**Try it:** Copy the passage on Tibetan medicine below word for word, starting at "With his appointment" and ending at "comprise this book.".
BEGIN Given text
We are fortunate that at this time of tremendous advance in modern medical techniques there is also recognition that no one system has all the answers, and thus many have an openness to naturopathic forms of medical theory and possible cures. It is particularly fortunate that a very ancient form of medicine has remained almost entirely free from modern influence in Tibet and that at this point of the Tibetan diaspora their system can be analyzed, not just as part of medical history but also as a possible source of curative insights.
The first eight chapters as well as the one on virilification were first translated by Ven. Lobsang Rabgay, a Tibetan monk who accompanied Dr. Donden to the U.S. and who has since earned a Ph.D. in medicine in India. The ninth chapter was first translated by Ven. Jhampa Kelsang (B. Alan Wallace), a student of Tibetan Buddhism and Tibetan medicine for fifteen years and translator of Dr. Donden's book The Ambrosia Heart Tantra. I originally translated the remaining chapters and then later re-translated and edited the entire text. Because of its free-flowing form of oral lectures, the book provides an accessible introduction to the vast store of Tibetan perspectives on health.
About the author. Dr. Yeshi Donden was born in 1929 to a prosperous farming family in the southern part of central Tibet in the village of Namro in a district called Hlo-ga, one day's ride from Lhasa.' At age six, his parents sent him to a small monastery of around four hundred monks, and then at age eleven he was sent to the Medical College of the capital of Tibet, Hla-sa, due to his considerable abilities at memorization. There, he memorized the four Medical Tantras and then entered into formal training under the Director of the College, Kyen-rap-nor-bu.2 As John Avedon reports in his New York Times interview of January 11, 1981:
When he was 20, Yeshi Donden scored third in his class behind his two roommates. But because the three scores were so close, the young men were retested. Eyes closed, they were asked to identify the plants on the basis of taste and smell alone. "I was graduating that year," recalled Dr. Donden in his understated way. "My friends made little mistakes so I would come in first."
Dr. Donden began medical practice in 1951, returning to his own district and developing a high reputation for effectiveness. Then, when the Dalai Lama fled from the Chinese Communists in 1959, Dr. Donden also decided to leave Tibet for India, where he began treating Tibetan refugee patients.
With his appointment as the Dalai Lama's personal physician, he moved to Dharamsala, where he also took on the burden of founding a Tibetan Medical Center. Succeeding at that task despite the tremendous difficulties of the refugee situation, he returned to private practice in 1969, seeing a large number of patients from various walks of life and remaining as the Dalai Lama's physician until 1980. Dr. Donden continues to serve a great number of patients daily, in between frequent trips to the West to lecture on and demonstrate Tibetan medicine. His vast experience shines through the series of lectures given at the University of Virginia which comprise this book.
END Given text
BEGIN Extracted entries
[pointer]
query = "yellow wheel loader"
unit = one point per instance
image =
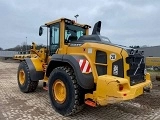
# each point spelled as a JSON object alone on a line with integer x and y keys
{"x": 78, "y": 68}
END Extracted entries
**Response:**
With his appointment as the Dalai Lama's personal physician, he moved to Dharamsala, where he also took on the burden of founding a Tibetan Medical Center. Succeeding at that task despite the tremendous difficulties of the refugee situation, he returned to private practice in 1969, seeing a large number of patients from various walks of life and remaining as the Dalai Lama's physician until 1980. Dr. Donden continues to serve a great number of patients daily, in between frequent trips to the West to lecture on and demonstrate Tibetan medicine. His vast experience shines through the series of lectures given at the University of Virginia which comprise this book.